* [WORK TO COMPLETE] Copy the items below verbatim, from the start of the items up to and including the line that contains "310), (301, 250)]".

──────────

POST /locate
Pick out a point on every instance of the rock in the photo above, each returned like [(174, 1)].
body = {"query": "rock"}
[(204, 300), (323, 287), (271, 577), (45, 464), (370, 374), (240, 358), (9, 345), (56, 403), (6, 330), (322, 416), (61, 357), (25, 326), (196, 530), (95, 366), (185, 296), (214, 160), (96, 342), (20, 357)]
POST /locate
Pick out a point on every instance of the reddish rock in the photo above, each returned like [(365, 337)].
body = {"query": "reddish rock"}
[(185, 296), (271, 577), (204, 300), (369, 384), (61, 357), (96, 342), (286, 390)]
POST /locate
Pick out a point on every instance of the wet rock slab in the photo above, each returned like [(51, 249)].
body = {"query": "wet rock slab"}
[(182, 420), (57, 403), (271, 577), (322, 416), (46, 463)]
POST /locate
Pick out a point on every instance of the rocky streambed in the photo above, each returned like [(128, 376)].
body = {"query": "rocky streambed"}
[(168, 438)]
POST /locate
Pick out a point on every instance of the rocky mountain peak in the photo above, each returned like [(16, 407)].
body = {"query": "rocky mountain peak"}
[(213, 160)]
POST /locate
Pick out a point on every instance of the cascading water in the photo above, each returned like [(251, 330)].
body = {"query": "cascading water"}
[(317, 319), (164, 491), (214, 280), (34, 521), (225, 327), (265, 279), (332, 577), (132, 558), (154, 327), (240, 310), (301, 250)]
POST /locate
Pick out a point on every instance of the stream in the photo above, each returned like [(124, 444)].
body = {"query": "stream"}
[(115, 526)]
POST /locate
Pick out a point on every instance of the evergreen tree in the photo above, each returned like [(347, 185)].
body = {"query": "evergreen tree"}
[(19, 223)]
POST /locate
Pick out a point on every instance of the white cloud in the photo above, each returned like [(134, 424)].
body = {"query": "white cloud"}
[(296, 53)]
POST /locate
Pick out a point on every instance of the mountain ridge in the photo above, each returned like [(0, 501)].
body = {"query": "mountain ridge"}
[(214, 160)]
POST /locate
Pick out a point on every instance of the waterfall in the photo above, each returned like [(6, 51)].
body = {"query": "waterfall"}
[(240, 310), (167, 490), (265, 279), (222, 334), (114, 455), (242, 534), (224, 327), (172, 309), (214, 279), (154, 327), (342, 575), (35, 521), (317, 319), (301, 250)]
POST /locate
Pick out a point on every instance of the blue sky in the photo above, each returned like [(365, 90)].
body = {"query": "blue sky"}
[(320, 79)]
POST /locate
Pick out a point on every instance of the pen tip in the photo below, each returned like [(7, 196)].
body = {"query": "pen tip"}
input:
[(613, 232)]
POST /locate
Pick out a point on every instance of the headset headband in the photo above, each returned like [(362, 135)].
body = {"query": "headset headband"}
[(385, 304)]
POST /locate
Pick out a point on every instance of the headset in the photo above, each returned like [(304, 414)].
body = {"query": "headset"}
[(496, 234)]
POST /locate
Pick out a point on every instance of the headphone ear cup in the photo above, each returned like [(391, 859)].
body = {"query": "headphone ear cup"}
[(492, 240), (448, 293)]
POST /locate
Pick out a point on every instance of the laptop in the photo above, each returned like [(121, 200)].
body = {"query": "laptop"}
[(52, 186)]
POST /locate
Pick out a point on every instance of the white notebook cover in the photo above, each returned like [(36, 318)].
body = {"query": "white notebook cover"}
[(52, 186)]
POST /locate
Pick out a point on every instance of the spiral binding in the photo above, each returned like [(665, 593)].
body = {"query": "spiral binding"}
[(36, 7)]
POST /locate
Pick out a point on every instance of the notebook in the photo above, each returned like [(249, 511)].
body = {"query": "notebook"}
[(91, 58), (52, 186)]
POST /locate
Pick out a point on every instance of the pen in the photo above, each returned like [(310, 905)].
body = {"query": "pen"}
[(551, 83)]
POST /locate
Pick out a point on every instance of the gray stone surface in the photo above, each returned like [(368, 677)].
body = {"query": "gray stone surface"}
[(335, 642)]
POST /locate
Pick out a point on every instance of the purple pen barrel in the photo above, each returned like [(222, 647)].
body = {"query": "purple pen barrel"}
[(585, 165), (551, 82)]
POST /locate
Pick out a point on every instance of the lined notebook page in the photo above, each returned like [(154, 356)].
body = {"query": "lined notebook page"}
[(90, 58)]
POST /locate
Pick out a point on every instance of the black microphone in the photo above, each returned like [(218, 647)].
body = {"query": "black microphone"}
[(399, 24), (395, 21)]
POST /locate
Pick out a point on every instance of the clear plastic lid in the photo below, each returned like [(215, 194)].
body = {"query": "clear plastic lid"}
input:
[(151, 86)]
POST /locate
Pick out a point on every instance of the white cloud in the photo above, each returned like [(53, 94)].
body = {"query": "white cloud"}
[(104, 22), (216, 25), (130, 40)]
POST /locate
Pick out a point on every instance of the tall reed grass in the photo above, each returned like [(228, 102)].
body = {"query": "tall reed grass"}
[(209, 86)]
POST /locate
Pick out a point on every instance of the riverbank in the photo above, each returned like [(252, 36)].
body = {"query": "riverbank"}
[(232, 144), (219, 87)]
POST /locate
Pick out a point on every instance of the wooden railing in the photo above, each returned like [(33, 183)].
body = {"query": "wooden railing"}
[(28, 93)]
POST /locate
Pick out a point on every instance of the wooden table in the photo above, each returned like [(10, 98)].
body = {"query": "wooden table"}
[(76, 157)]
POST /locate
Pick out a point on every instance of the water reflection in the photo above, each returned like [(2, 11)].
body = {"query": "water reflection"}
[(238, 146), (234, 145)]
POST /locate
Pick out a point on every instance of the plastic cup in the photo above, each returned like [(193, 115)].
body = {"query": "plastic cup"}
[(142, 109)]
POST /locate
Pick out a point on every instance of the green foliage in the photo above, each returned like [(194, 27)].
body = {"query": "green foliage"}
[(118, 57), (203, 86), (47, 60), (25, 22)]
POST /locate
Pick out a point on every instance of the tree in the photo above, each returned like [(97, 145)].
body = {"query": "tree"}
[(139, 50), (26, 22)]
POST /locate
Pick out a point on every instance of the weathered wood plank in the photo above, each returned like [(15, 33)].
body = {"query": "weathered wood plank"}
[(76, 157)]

──────────

* [EXERCISE OUTPUT]
POST /locate
Pick out a point on every instance of the rock in the photo above, each returned like [(174, 1)].
body = {"query": "rock"}
[(204, 300), (323, 287), (271, 577), (45, 464), (370, 374), (240, 358), (9, 345), (56, 403), (6, 330), (322, 416), (61, 357), (25, 326), (196, 530), (95, 366), (185, 296), (214, 160), (96, 342), (20, 357)]
POST /locate
Pick out a point on every instance of the reddish rock in the photo above, each returned like [(365, 337)].
body = {"query": "reddish rock"}
[(185, 296), (271, 577), (204, 300), (369, 384), (61, 357), (96, 342), (286, 390)]
POST /locate
Pick out a point on every instance of the wet rock slab in the photo above, each returned like [(51, 249)].
body = {"query": "wet rock slab"}
[(182, 420), (57, 403), (271, 577), (322, 416), (46, 463)]
POST /locate
Pick out a point on every instance of the rocky streambed in the photo above, each returned like [(128, 376)].
body = {"query": "rocky streambed"}
[(168, 438)]
POST /locate
Pick out a point on every instance of the rocky mountain peak in the photo above, each returned like [(16, 407)].
body = {"query": "rocky mountain peak"}
[(213, 160)]
POST /locate
Pick out a point on every instance of the cascading water in the photo above, each returned like [(251, 330)].
body = {"query": "cascading water"}
[(317, 319), (164, 491), (214, 280), (34, 521), (225, 327), (265, 279), (332, 577), (132, 558), (154, 327), (240, 310), (301, 250)]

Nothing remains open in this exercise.